A block of data:
▶

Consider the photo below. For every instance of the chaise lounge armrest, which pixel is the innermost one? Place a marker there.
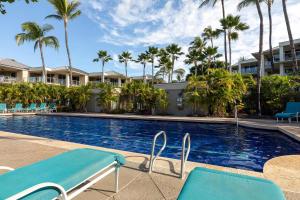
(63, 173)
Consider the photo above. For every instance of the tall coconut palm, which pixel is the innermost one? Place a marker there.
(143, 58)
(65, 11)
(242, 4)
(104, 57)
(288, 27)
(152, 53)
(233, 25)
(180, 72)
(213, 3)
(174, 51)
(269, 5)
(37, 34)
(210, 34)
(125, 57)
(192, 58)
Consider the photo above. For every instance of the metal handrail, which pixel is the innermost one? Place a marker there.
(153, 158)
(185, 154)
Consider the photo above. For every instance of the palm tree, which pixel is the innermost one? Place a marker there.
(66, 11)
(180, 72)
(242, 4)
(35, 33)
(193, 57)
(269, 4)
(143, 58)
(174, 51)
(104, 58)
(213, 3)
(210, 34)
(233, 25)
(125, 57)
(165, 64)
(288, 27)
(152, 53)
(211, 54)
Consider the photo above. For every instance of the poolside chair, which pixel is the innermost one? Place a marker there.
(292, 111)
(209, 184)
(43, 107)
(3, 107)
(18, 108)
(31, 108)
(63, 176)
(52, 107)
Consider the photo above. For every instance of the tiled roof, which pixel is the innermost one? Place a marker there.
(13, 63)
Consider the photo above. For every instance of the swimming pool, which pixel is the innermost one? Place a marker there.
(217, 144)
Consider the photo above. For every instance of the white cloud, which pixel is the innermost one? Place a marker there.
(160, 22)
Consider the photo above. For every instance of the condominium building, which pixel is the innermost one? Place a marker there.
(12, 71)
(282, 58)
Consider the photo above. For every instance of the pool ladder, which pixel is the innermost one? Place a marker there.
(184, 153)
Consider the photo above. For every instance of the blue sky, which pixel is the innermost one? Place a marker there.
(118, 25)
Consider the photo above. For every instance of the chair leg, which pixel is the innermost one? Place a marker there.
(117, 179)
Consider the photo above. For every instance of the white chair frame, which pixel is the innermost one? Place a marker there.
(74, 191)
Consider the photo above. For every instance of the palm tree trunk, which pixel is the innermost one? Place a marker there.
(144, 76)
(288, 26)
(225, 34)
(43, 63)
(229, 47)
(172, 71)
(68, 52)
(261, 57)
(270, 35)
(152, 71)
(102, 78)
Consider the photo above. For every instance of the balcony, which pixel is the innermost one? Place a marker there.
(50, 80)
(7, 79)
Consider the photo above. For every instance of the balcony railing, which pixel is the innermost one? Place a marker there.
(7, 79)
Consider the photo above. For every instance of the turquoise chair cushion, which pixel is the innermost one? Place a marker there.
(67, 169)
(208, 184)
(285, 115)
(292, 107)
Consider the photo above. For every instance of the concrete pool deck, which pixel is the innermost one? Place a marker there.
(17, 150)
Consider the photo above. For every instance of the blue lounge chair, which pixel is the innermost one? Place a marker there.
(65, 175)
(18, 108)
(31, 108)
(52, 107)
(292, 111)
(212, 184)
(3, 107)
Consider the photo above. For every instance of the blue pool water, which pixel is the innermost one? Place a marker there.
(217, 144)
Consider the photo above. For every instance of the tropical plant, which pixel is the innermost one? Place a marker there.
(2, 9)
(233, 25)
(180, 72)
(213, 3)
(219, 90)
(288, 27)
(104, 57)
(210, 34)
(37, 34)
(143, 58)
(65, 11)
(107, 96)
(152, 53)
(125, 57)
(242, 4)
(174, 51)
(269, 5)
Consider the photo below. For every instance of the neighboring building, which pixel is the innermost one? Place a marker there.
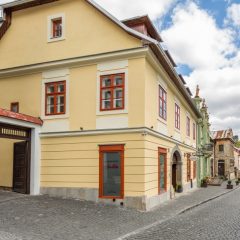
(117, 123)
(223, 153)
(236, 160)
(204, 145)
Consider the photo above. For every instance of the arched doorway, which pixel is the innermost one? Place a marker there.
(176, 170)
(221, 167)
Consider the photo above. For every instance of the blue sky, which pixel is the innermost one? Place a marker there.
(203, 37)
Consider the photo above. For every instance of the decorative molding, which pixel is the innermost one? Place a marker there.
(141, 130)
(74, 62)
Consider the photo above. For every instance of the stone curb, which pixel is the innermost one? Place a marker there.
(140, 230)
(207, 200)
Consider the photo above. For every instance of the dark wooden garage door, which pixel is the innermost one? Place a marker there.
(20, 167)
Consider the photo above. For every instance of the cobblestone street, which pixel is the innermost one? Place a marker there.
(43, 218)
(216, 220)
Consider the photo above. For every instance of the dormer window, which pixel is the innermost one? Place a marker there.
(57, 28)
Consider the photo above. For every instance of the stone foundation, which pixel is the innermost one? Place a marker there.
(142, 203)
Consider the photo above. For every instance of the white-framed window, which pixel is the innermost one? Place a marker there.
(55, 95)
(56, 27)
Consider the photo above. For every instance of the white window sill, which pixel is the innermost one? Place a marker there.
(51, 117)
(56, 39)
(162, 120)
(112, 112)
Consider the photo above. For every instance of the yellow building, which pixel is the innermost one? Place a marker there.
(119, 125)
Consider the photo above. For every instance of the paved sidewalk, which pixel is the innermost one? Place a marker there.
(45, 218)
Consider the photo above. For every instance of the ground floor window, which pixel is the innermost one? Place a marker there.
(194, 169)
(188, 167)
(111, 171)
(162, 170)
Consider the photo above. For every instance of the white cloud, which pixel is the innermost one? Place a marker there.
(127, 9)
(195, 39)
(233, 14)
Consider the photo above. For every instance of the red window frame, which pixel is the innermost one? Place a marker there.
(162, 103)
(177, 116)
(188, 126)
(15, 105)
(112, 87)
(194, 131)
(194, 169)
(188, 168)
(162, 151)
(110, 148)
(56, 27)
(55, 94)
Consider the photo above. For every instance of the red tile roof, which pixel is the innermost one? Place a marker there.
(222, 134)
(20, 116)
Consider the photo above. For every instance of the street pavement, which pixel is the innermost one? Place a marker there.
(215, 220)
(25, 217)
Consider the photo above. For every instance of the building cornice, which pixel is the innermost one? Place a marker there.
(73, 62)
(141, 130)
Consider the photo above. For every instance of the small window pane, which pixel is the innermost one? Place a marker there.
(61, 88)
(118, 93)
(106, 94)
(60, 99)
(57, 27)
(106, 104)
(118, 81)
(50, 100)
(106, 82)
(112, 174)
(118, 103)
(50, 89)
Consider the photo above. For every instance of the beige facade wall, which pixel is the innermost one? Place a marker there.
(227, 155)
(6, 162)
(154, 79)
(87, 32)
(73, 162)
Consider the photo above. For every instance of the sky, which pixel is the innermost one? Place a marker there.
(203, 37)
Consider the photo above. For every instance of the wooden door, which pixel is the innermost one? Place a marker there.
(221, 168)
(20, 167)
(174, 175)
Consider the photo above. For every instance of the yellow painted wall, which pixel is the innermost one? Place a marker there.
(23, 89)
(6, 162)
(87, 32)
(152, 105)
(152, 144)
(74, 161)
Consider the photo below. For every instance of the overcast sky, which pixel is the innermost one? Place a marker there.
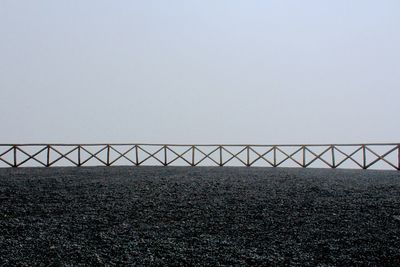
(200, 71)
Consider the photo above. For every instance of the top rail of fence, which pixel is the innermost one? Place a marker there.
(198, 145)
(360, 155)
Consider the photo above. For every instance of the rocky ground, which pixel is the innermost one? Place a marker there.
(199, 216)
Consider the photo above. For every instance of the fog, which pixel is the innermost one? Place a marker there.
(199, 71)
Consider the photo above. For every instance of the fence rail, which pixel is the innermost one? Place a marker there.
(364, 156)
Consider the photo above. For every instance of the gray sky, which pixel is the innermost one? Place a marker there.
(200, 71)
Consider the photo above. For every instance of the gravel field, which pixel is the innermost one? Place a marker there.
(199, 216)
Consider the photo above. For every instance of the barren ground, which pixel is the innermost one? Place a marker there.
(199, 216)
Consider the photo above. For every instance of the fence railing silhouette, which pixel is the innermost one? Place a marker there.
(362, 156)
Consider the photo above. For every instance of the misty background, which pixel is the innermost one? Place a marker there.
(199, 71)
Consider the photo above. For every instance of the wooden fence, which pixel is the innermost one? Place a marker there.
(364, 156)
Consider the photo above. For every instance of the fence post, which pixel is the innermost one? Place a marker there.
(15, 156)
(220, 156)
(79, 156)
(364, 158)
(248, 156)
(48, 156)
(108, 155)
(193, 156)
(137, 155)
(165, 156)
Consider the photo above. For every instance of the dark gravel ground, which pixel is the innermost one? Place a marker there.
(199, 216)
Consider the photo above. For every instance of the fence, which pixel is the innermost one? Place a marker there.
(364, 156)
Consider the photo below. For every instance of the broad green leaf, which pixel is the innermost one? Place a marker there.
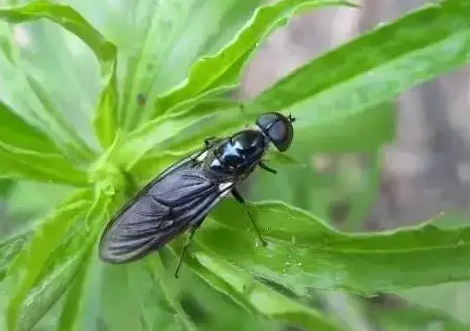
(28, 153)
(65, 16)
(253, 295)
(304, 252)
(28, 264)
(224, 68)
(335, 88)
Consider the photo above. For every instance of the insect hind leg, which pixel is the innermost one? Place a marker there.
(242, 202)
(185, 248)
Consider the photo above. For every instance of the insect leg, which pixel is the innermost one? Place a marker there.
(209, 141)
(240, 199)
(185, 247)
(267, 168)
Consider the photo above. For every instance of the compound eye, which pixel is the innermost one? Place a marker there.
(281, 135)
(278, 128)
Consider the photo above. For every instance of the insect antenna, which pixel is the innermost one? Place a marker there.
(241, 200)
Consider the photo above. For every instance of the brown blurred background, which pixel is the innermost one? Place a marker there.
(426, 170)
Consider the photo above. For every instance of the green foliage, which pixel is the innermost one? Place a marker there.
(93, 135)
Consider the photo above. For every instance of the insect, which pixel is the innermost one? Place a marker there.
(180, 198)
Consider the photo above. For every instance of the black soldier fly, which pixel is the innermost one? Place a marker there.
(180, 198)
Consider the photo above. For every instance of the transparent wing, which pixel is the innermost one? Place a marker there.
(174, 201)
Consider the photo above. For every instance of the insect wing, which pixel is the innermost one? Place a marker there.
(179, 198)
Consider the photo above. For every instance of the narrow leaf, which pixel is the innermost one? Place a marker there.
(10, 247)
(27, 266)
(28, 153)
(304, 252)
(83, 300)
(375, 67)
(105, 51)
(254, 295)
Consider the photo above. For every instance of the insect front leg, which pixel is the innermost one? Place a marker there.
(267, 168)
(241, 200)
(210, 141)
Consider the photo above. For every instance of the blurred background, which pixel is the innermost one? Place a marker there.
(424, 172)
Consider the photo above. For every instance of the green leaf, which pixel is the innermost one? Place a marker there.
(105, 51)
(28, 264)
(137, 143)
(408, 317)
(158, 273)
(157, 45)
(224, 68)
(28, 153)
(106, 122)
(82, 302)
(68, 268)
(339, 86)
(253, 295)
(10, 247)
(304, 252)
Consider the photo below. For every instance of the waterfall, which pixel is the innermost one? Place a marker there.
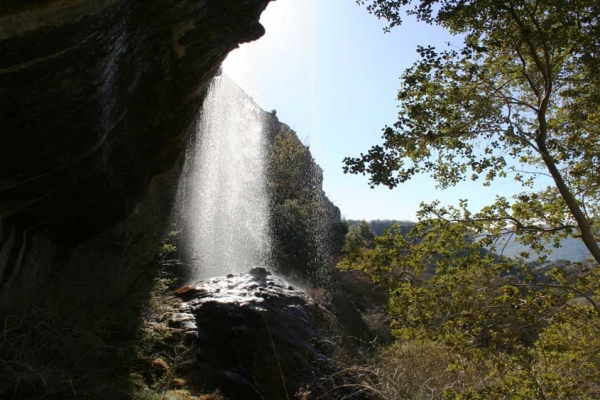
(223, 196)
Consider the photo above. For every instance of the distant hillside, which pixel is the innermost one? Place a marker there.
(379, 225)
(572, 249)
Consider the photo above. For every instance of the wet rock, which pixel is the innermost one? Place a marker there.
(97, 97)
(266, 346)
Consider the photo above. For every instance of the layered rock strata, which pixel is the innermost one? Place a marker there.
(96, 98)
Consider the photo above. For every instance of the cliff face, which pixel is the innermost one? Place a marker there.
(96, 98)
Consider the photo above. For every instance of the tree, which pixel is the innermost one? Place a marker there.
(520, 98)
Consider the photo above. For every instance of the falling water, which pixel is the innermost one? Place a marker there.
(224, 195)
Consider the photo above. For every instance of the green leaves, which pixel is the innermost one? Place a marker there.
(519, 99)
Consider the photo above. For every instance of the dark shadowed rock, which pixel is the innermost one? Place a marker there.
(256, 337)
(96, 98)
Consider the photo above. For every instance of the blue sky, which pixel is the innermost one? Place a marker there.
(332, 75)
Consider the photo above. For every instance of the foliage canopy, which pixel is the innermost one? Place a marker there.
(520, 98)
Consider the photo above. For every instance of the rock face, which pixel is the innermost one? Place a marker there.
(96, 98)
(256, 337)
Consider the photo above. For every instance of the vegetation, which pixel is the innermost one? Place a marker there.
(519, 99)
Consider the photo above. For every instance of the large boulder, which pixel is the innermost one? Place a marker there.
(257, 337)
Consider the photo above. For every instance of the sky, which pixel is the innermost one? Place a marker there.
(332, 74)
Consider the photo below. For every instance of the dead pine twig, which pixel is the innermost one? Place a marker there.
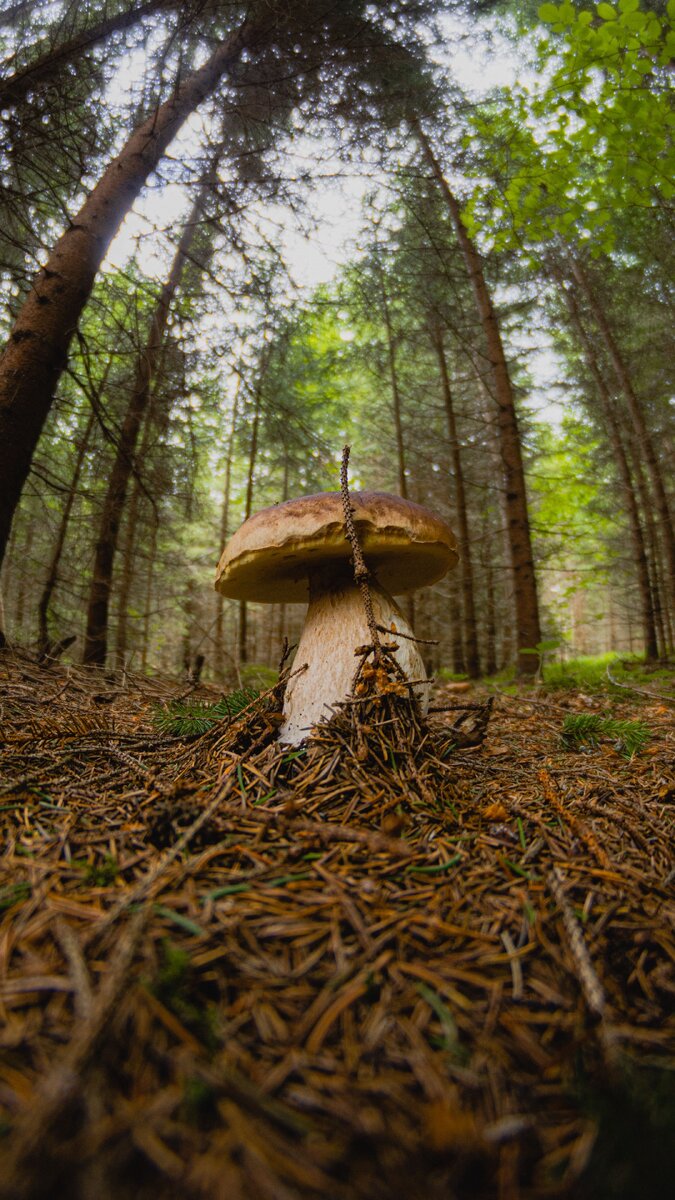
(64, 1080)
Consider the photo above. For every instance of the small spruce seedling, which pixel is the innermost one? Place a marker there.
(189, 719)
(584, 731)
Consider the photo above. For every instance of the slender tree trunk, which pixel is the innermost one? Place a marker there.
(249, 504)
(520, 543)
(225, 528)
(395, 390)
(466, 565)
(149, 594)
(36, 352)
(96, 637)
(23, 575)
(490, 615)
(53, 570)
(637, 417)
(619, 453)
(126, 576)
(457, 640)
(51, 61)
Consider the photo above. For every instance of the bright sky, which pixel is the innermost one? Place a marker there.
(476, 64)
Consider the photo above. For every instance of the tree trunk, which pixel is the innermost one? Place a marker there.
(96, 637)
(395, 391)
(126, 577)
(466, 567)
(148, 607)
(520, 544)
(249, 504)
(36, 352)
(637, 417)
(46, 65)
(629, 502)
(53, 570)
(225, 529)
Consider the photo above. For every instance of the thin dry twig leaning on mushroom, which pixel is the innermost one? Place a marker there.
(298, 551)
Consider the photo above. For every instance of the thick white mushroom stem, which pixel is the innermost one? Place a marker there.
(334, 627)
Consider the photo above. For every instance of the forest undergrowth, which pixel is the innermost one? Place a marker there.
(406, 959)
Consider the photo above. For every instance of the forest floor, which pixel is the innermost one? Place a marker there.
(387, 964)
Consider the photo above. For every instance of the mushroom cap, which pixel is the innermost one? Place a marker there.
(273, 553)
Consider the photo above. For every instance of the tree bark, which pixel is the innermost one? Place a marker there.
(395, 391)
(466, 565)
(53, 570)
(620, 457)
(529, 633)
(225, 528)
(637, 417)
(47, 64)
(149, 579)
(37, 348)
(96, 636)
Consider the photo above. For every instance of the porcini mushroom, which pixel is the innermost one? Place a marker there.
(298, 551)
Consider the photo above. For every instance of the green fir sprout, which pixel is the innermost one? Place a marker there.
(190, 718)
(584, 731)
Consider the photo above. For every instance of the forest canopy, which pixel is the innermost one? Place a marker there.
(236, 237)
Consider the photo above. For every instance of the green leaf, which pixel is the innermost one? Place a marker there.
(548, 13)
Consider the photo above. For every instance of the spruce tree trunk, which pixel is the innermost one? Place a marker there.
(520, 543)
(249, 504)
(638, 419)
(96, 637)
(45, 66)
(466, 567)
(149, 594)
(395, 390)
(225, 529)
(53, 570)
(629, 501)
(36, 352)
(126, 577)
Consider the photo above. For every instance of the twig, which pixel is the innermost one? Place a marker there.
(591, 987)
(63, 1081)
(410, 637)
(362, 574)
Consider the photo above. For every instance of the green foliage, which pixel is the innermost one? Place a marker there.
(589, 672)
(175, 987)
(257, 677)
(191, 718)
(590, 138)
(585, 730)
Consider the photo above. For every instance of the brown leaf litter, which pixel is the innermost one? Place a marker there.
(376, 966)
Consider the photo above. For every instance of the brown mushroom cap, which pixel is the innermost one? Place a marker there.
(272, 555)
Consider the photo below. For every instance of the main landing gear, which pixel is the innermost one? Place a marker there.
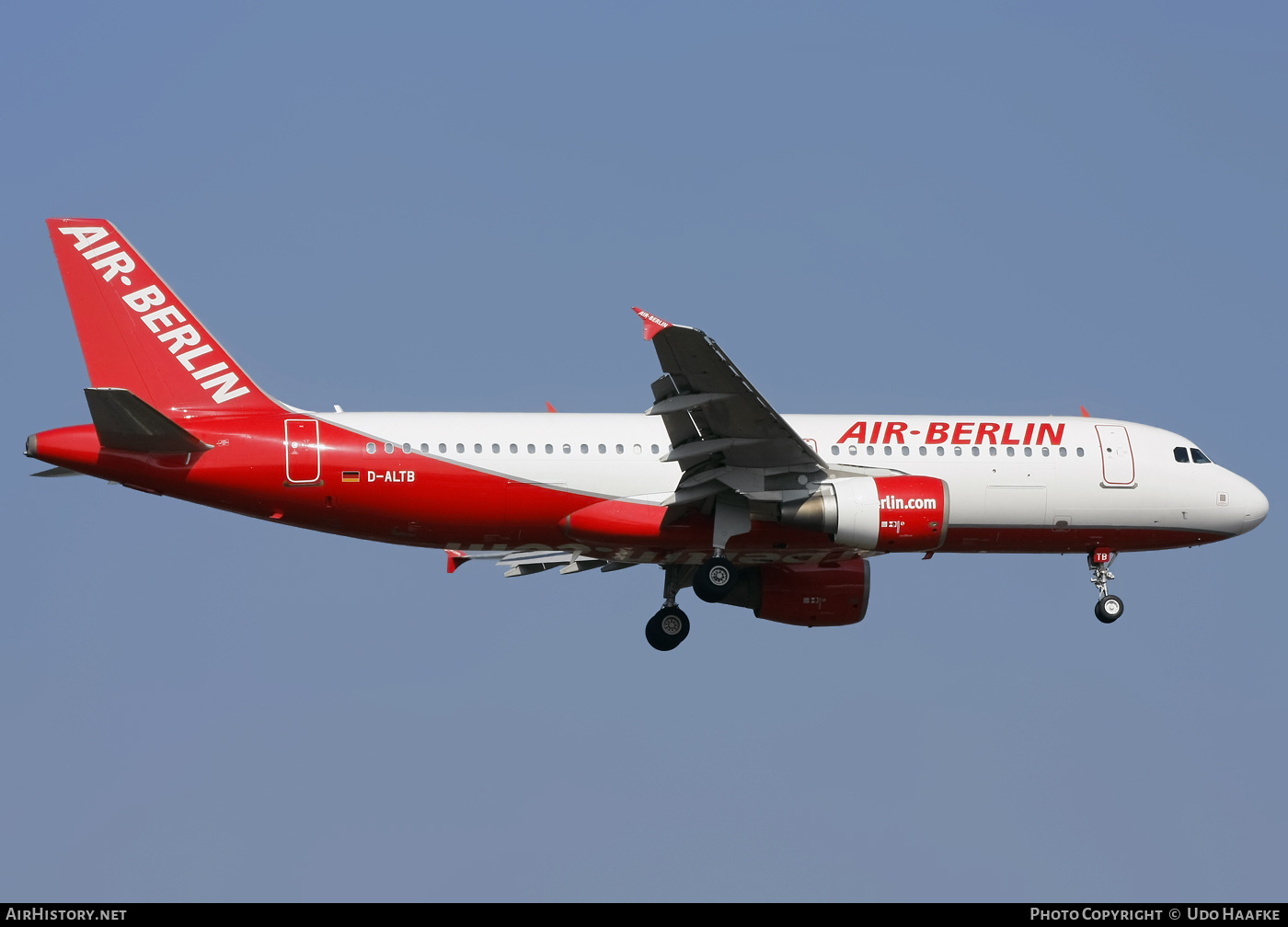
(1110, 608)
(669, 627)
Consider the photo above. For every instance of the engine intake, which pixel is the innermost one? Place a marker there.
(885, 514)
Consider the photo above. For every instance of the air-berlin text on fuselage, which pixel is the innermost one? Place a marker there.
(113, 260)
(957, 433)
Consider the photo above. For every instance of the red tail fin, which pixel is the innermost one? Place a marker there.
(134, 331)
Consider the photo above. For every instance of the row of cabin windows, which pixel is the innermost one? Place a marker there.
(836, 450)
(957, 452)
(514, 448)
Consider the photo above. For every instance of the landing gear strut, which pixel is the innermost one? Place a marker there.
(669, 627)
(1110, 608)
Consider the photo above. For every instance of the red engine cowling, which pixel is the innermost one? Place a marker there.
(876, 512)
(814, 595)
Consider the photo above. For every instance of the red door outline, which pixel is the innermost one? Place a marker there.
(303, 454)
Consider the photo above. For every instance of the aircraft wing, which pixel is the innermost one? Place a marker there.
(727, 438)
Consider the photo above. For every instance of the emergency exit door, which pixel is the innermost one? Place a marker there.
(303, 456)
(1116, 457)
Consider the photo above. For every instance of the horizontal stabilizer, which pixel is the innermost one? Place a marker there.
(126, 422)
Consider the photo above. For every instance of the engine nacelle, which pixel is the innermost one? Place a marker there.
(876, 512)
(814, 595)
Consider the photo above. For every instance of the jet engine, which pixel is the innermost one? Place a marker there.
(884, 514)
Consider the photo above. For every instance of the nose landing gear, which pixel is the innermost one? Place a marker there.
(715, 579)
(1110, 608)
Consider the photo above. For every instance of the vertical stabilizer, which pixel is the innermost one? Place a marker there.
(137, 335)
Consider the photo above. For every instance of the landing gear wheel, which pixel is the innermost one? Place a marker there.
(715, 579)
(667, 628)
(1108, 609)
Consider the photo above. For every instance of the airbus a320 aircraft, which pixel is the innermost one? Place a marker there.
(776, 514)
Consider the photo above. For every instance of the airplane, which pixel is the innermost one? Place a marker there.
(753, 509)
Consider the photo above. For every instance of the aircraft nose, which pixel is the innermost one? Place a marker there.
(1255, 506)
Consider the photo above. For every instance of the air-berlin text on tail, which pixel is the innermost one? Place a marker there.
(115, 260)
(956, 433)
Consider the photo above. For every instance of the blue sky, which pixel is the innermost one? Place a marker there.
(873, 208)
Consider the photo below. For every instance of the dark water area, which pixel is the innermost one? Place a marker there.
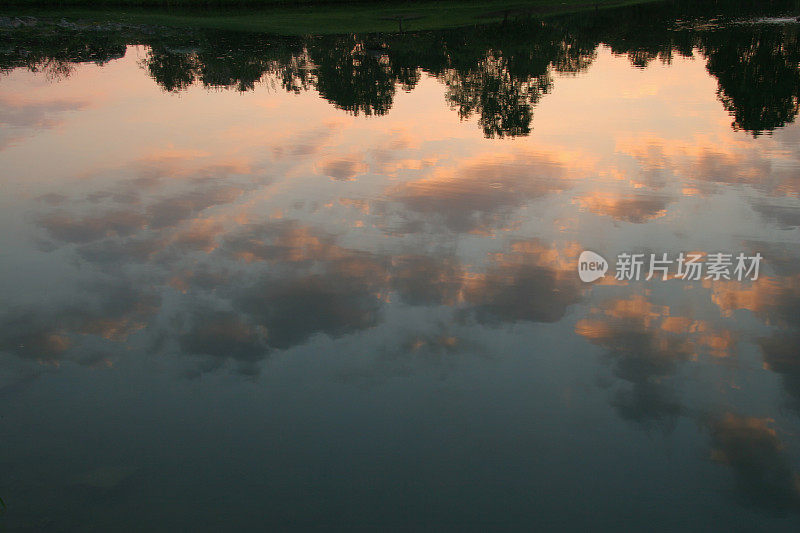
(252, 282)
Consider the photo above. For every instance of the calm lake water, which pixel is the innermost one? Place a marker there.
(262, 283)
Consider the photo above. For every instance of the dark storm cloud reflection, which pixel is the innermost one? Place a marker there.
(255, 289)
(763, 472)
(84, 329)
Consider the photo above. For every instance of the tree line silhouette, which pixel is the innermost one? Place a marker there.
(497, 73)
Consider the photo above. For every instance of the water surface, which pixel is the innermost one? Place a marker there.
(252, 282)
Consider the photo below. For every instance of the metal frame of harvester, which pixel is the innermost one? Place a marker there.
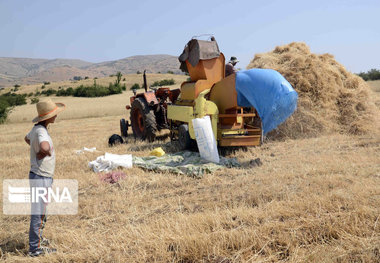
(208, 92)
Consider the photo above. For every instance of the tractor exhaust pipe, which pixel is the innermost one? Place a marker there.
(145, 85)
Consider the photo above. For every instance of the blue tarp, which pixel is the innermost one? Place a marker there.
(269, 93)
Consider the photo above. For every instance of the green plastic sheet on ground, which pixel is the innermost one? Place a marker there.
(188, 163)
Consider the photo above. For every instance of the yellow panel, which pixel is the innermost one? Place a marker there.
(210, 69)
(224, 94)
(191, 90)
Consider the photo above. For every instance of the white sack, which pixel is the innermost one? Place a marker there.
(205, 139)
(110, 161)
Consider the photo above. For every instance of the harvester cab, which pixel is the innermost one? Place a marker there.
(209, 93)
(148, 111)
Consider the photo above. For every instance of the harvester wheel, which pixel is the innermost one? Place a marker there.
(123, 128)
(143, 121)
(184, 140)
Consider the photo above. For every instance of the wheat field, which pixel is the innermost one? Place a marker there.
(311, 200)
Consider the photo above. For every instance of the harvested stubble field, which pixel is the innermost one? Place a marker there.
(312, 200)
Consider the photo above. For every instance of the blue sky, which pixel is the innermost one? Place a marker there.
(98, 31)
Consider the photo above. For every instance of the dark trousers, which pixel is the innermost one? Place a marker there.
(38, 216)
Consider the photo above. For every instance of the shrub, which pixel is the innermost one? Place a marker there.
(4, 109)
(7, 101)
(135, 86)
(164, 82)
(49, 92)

◀

Your task:
Quote exactly the line containing "yellow panel, which" and every later line through the end of the listing, and no other lines.

Exercise response:
Consider the photo above. For every instance of the yellow panel, which pixel is the innermost one? Place a marker there.
(210, 69)
(224, 94)
(191, 90)
Consider the photo above. For every instance of the white sack, which pixel is the innermost one? Place a marker there.
(205, 139)
(110, 161)
Consider the photo above. For every instance of the harvester cab, which pixel is the innermost one? Place a marker there.
(209, 93)
(148, 111)
Consider the photo above. For every instance of the harvester wheel, which pixel is the innermost one? Place a marker there.
(123, 128)
(143, 121)
(184, 140)
Consider the photo above. For every instance of the wheat field, which pixel is the innermost one? Place a marker there.
(311, 200)
Consider the photo above. For every instance of the harvested stubble field, which pixel is the innermost one? Place a marker there.
(312, 200)
Consider the photo above. For every instance of the blue sky, which pixel is the innermost one? Place a marker there.
(98, 31)
Consider the photo above. For every instance of the dark trousers, which pixel is the innermost one? Place a marker there.
(38, 216)
Consider the photo above. For every instance of the shrub, which pixel is the innermost one? Place a marker there.
(4, 109)
(7, 101)
(135, 86)
(164, 82)
(49, 92)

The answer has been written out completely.